About this exercise
Look for "Task: For every instance of the car hood" in the entries below. Write out that line and all later lines exactly, ending with the final one.

(Stored items from a collection)
◆ ◆ ◆

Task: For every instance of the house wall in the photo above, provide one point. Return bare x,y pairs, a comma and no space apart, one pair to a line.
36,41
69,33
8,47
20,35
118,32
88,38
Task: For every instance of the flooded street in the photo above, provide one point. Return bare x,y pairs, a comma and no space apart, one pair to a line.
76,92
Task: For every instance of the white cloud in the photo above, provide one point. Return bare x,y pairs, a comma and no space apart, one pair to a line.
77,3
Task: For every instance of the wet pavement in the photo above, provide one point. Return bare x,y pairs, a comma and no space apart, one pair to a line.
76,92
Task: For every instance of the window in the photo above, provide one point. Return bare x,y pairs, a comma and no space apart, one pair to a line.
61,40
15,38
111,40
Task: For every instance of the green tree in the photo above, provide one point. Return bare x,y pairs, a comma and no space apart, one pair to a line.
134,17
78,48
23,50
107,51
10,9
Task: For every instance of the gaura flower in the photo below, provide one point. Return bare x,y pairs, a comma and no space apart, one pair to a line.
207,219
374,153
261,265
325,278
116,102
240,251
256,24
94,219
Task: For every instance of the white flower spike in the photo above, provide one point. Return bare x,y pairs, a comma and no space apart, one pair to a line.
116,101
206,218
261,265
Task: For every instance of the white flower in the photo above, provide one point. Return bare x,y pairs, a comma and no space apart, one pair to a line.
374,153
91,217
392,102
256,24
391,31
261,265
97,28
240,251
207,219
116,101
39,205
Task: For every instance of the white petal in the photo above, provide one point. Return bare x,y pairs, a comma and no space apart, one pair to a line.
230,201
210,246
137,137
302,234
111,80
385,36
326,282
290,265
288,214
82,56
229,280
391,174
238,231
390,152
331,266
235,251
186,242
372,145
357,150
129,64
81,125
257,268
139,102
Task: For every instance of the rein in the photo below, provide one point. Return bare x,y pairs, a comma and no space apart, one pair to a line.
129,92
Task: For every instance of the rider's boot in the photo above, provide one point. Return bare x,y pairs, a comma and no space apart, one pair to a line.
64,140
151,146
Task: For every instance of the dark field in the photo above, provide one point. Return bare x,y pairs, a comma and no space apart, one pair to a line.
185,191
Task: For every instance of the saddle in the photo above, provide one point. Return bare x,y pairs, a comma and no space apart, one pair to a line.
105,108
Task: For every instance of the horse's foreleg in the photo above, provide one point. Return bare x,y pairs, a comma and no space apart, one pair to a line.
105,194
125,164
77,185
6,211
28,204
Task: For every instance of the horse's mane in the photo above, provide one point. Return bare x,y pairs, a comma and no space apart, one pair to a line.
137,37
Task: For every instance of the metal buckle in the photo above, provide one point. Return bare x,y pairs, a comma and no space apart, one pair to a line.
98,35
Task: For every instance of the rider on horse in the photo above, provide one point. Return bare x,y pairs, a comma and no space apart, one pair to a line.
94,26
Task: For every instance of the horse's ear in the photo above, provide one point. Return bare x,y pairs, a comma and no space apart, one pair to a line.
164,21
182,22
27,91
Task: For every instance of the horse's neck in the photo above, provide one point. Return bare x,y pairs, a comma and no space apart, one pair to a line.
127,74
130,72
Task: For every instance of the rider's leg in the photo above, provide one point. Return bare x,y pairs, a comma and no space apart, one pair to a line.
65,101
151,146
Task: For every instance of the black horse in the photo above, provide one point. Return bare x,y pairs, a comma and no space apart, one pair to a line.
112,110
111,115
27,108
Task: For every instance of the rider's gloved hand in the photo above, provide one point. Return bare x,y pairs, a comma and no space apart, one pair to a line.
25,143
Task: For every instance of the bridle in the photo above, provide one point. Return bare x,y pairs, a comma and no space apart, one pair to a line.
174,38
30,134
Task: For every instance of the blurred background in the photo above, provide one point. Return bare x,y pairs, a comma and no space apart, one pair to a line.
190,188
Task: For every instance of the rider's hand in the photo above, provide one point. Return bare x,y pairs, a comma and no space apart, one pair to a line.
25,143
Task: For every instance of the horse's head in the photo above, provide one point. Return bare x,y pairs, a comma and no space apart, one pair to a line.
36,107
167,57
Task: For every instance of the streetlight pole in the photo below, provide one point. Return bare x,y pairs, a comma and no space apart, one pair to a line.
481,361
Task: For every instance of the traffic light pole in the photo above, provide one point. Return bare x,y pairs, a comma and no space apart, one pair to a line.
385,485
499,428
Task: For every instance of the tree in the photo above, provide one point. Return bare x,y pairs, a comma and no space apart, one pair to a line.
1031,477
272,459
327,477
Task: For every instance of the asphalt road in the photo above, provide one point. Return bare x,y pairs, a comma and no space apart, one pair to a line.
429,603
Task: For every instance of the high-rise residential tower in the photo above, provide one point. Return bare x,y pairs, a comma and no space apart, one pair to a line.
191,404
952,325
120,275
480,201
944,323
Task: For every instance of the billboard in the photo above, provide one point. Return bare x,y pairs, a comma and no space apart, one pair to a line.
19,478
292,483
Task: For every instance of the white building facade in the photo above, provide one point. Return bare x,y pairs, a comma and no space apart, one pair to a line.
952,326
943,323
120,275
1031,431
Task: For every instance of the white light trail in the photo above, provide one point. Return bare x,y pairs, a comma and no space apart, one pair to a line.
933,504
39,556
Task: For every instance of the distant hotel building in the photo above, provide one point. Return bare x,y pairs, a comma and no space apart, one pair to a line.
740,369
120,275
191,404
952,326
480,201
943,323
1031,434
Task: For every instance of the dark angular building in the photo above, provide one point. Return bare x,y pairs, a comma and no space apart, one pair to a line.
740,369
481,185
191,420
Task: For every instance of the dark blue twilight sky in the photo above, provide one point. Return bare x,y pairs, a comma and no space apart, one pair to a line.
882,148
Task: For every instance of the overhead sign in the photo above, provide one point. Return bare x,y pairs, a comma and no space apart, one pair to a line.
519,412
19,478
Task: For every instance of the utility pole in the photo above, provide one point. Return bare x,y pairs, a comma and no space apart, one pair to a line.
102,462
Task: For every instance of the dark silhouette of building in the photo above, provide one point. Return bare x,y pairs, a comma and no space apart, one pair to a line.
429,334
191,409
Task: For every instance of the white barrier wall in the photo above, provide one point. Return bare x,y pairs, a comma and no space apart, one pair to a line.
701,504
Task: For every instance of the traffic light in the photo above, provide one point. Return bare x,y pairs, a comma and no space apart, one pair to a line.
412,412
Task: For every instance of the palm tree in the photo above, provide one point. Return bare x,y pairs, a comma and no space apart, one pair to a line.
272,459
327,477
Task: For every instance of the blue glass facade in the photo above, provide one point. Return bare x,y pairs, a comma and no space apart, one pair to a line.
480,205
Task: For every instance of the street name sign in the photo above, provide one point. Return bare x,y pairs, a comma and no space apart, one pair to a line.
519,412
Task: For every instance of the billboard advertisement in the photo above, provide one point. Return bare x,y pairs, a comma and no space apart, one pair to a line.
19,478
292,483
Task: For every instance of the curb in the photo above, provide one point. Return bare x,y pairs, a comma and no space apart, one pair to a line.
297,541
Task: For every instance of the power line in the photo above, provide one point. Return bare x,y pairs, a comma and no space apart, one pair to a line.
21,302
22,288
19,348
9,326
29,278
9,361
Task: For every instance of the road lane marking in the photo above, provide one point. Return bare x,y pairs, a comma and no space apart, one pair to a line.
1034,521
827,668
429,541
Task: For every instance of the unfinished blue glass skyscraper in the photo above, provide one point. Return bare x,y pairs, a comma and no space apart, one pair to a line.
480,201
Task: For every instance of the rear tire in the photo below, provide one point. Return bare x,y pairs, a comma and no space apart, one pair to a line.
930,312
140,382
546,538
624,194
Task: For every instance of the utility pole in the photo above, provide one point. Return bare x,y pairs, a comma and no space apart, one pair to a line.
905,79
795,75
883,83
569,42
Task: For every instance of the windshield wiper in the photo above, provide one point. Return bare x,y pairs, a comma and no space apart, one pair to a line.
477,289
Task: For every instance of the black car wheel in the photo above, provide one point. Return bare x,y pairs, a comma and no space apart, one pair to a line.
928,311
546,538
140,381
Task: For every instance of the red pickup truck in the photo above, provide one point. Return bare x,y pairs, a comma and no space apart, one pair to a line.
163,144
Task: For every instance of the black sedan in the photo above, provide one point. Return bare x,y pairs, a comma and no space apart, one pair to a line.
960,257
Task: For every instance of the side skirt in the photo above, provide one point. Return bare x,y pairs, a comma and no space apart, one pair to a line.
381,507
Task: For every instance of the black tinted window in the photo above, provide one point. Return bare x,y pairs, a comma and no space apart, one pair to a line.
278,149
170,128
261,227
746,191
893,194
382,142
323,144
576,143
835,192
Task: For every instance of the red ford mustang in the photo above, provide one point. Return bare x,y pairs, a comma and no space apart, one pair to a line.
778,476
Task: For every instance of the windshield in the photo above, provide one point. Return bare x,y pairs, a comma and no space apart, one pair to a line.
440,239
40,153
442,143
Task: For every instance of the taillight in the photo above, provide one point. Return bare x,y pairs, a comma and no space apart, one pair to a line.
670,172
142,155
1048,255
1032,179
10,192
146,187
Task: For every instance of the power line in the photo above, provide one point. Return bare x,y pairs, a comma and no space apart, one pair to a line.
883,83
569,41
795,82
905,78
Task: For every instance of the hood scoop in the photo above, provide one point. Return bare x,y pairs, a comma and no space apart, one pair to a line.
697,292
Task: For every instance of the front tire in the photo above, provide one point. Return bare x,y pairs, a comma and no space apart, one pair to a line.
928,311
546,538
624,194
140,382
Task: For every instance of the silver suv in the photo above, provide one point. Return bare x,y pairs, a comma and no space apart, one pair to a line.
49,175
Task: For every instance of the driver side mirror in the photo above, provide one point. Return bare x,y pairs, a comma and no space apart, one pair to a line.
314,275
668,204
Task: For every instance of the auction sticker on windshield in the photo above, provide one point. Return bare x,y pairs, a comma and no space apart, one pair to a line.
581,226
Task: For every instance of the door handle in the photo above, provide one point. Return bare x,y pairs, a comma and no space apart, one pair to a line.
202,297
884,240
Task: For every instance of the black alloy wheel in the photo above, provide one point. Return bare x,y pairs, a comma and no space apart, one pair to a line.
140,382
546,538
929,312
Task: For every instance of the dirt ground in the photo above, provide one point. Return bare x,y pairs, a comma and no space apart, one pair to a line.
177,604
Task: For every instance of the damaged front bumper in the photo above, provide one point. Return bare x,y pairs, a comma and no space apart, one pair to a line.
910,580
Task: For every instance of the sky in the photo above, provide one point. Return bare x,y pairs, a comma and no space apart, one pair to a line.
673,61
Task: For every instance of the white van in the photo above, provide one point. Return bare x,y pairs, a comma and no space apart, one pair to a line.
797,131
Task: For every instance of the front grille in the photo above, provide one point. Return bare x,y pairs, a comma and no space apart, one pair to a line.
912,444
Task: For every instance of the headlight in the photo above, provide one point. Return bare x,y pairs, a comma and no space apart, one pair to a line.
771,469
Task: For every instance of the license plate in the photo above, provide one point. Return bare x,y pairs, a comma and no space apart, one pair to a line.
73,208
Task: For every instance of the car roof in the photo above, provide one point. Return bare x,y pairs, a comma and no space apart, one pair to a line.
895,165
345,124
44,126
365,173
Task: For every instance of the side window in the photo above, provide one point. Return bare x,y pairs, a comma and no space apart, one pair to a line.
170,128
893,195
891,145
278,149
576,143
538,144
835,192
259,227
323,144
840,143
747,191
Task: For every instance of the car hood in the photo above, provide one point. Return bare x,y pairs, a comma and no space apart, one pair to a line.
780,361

◆ ◆ ◆

Reply to the task
Task: For every instance of the car hood in the photo above, provide one point. Return bare x,y pairs, a comma and no space apart, one pair to a line.
780,361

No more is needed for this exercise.